SELECTED PASSAGE:
------------------------------------
According to a new CDC report, only half of those in the US who have ever been infected with hepatitis C ever get the appropriate testing needed for the disease that destroys the liver. Health officials released the results of the study on Tuesday and concern is high.
Testing for hepatitis C is a two step process. First, people are tested for antibodies in their systems if they test positive; they get a referral for the second, more sophisticated test required to determine if they have the virus.
The US Centers for Disease Control and Prevention says that many who have had a blood test that shows that they have been infected with hepatitis C do not go to get the follow up tests that are essential to determine whether they will need treatment.
According to the CDC director, Dr. Thomas Frieden, “Complete testing is critical to ensure that those who are infected receive the care and treatment for hepatitis C that they need in order to prevent liver cancer and other serious and potentially deadly health consequences,”
The study was published in Vital Signs, a CDC publication. Scientists examined data gathered from eight different parts of the country. Of the cases of hepatitis C that were detected with testing for the antibodies, only an estimated 51 percent also included results from follow up testing to confirm current infection. The means that many people did not know if they were, in fact, still infected with hep C.
The CDC is issuing guidelines that encourage doctors to do testing to follow up on patients so they can ensure that they get the treatment they probably need.
Hepatitis C is a blood borne virus. It kills over 15,000 people in the US every year, mostly from illnesses related to hepatitis C such as liver cancer and cirrhosis.
Very few people who test positive for hepatitis C antibodies can take care of the virus without treatment, but an estimated 80 percent of people that test positive stay infected and often develop many complications from the disease.
Just in August, the Centers for Disease Control and Prevention issued fresh guidelines that recommended that every baby boomer be tested for the disease, stating that studies suggest that over two million people in the United States who were born between 1945 and 1965 are potentially infected with Hepatitis C.
In the past, the CDC recommended that only those who had confirmed known risk factors for the disease be tested. It has estimated that about 3.2 million Americans have a chronic infection of Hepatitis C.
The new testing guidelines may be beneficial in helping people to get proper treatment with new advances in medical therapies that have been shown to cure about three quarters of infections. In fact, there are two new drugs for the treatment of Hepatitis C that show promise.
------------------------------------
Extracted records
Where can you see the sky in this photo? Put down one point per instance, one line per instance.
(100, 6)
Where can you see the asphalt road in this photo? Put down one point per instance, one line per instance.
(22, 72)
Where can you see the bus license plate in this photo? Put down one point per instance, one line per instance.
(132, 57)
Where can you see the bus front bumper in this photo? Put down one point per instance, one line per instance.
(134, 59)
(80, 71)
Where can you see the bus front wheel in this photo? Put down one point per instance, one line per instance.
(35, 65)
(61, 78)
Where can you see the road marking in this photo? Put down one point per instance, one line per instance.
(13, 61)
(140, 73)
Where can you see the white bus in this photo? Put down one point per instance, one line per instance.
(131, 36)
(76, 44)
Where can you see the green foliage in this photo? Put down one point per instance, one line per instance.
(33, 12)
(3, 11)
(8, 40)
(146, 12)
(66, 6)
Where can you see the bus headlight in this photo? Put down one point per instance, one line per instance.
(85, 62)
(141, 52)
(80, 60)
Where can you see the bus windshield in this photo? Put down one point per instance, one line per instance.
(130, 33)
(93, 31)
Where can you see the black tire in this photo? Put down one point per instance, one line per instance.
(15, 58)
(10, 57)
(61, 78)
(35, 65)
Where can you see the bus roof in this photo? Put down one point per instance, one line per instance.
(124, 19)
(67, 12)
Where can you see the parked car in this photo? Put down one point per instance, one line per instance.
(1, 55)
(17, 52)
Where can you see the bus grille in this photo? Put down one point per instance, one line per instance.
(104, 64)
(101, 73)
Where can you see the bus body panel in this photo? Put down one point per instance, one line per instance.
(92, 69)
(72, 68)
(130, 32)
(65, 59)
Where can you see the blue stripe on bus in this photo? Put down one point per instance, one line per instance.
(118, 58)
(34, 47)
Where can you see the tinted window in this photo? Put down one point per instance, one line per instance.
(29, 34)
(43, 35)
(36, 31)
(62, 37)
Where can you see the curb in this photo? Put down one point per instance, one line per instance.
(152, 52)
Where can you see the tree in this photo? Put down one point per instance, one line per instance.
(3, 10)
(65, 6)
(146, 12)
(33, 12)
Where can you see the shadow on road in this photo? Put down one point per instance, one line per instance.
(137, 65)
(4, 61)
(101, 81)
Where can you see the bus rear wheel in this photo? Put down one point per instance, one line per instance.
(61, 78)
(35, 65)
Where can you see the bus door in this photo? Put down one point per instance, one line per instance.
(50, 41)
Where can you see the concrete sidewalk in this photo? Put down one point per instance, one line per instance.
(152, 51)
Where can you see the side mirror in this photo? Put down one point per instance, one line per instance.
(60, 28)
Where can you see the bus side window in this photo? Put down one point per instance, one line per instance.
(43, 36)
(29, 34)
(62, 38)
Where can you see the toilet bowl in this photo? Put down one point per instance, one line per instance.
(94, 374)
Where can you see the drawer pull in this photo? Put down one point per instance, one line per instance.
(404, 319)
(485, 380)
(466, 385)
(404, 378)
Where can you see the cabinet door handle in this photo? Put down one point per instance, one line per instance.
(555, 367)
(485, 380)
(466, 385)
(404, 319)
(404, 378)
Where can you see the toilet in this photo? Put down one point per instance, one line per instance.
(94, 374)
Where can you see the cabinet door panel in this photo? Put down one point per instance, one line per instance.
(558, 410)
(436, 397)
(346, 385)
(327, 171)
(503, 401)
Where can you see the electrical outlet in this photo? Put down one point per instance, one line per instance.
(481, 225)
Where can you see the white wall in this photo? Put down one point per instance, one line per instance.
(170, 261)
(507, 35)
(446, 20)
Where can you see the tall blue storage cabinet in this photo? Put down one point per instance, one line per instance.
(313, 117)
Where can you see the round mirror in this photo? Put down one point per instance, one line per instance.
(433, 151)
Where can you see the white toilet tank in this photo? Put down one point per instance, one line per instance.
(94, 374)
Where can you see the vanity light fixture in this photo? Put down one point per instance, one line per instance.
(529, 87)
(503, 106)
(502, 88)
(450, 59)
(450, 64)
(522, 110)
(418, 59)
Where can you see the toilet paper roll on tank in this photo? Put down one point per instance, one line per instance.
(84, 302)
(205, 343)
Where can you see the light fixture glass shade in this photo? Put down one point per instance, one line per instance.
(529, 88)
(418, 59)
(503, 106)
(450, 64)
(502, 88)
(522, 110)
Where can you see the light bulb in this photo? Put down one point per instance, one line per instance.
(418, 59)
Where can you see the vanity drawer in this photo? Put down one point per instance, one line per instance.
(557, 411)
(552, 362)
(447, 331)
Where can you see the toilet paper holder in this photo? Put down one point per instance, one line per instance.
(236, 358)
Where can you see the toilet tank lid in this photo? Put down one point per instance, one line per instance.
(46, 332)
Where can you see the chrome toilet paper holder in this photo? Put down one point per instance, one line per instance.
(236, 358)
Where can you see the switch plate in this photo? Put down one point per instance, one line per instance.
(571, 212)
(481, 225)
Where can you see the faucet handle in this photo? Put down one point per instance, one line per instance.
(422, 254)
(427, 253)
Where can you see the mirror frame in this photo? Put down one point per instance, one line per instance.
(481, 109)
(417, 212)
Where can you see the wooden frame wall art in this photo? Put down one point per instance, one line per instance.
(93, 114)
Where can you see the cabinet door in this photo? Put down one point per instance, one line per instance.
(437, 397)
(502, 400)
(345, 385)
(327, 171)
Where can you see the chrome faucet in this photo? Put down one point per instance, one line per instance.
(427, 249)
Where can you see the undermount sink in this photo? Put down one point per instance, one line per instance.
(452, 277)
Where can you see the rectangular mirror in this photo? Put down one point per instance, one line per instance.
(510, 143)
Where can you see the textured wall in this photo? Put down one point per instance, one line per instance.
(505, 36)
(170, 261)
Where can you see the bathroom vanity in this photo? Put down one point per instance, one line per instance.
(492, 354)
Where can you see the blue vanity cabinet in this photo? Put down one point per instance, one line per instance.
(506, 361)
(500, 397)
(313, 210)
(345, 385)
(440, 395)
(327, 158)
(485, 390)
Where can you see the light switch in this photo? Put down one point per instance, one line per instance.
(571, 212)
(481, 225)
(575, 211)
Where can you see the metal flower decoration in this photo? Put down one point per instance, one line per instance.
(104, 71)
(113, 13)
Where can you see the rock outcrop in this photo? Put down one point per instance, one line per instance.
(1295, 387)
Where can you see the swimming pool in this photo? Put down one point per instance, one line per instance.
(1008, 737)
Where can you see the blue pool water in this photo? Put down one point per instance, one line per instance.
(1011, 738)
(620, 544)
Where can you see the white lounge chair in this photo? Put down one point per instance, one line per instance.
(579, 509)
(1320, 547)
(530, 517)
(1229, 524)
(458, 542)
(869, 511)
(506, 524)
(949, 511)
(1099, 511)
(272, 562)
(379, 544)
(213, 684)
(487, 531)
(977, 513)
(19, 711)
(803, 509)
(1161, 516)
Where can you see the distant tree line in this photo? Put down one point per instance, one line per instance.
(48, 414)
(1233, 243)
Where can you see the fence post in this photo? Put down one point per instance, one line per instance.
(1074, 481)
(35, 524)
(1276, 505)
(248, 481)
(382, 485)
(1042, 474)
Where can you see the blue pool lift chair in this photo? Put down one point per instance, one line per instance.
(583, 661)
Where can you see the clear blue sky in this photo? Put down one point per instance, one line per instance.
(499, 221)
------------------------------------
TASK SET:
A. Summarize the article on hepatitis C testing in two sentences.
B. List every proportion that the article on hepatitis C testing gives as a percentage or fraction, along with what each one describes.

ANSWER LIST:
A. A CDC report finds that only half of people in the US who have ever been infected with hepatitis C get the full two-step testing needed, and data from eight parts of the country showed follow-up results confirming current infection for only an estimated 51 percent of cases detected by antibody testing. The CDC is issuing guidelines encouraging doctors to follow up on patients, since the blood-borne virus kills over 15,000 people in the US each year and new therapies have been shown to cure about three quarters of infections.

B.
- Half: those in the US ever infected with hepatitis C who get the appropriate testing
- 51 percent (estimated): antibody-detected cases that also included follow-up test results confirming current infection
- 80 percent (estimated): people testing positive who stay infected
- About three quarters: infections that new medical therapies have been shown to cure